SELECTED EXCERPT –
Throughout their song, the volcano has amped up its light. One of the
kumu
standing to the left of the group admires the increased activity, visible as a crimson reflection in a cloud of gas, ash, and soot. She says, “I think
Pele really liked that!”

The girl standing behind me whispers to her friend, a tiny seven-year-old wearing a leopard-print beret, “Did you
see
that?”

“Yeah!” she says. “There was an outline of a woman in there!”

They’re claiming their observational powers. But who am I to claim I have
powers
? All signs point to: The Crazy Gourd Lady with a Developing God Complex. I guess it’s something I’m going to have to get used to. Because Alva was right. My voice has expanded. It’s unfurled in directions I didn’t know it could go. And, in some ways, it isn’t even what I thought it was.

My voice doesn’t just reside in my throat or on the written page; it is expressed every moment I am alive. I am absorbing the infrasound of volcanoes and earthquakes when I’m changing diapers, when I’m cooking dinner, when I’m sitting at the kitchen table fretting about bills. And when I am expressive, when I let myself fall into flow, to be creative, when I believe in myself and resist holding back, when I don’t shy from the spiritual stuff, when I follow my bliss—when I talk with my hands so dramatically that the people in an adjacent restaurant booth come by to ask me if I’m a professional mime—I may feel nervously alone. But I am simply joining the chorus of universal elements that are transforming around and within me.

Because the iron that turns my blood red is the same star-borne element that tints Pele’s crater. More than half of the human body is composed of water. We’re roaring ocean and sound-ferrying sky. Our hearts are percussive instruments, our ears drum skin. We breathe in the atmosphere exhaled by the green earth, and we emit it as song and speech and story. We might very well feel infrasonic vibrations and let them channel through us as abstractions, smears of color across the mediums. We are creations and creators, art and artists, songs and songwriters. The embodiment of spirit. Instruments of knowledge. Just like
Pele.

PROMPT 1 –
Return the passage about the volcano and voice from "The girl standing" to "thought it was.", word for word.

(Records from a dataset)
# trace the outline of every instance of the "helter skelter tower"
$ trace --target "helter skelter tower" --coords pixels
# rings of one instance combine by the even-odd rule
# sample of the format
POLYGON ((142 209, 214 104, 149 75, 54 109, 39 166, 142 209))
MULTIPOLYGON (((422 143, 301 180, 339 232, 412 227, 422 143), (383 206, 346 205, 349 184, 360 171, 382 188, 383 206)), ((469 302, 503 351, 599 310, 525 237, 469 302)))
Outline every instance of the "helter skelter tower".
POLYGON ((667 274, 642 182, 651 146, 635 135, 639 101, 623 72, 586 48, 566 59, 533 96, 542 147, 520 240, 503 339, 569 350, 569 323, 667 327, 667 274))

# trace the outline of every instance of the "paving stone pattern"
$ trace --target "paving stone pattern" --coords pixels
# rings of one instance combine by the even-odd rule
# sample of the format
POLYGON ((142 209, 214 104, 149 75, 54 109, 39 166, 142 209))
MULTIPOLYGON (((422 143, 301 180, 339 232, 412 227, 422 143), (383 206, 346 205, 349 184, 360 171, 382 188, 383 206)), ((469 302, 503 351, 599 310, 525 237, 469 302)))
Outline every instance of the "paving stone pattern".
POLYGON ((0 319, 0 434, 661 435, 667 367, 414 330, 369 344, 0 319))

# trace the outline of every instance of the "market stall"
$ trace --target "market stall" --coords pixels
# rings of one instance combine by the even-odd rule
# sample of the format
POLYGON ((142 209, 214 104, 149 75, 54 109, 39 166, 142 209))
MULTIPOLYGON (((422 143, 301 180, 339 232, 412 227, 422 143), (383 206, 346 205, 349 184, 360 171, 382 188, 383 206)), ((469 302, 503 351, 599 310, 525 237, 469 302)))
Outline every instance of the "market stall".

PROMPT 2 –
State how many lines of the rows contain the string "stall", and reply with the number alone.

COMPLETE ANSWER 1 –
The girl standing behind me whispers to her friend, a tiny seven-year-old wearing a leopard-print beret, “Did you
see
that?”

“Yeah!” she says. “There was an outline of a woman in there!”

They’re claiming their observational powers. But who am I to claim I have
powers
? All signs point to: The Crazy Gourd Lady with a Developing God Complex. I guess it’s something I’m going to have to get used to. Because Alva was right. My voice has expanded. It’s unfurled in directions I didn’t know it could go. And, in some ways, it isn’t even what I thought it was.

COMPLETE ANSWER 2 –
3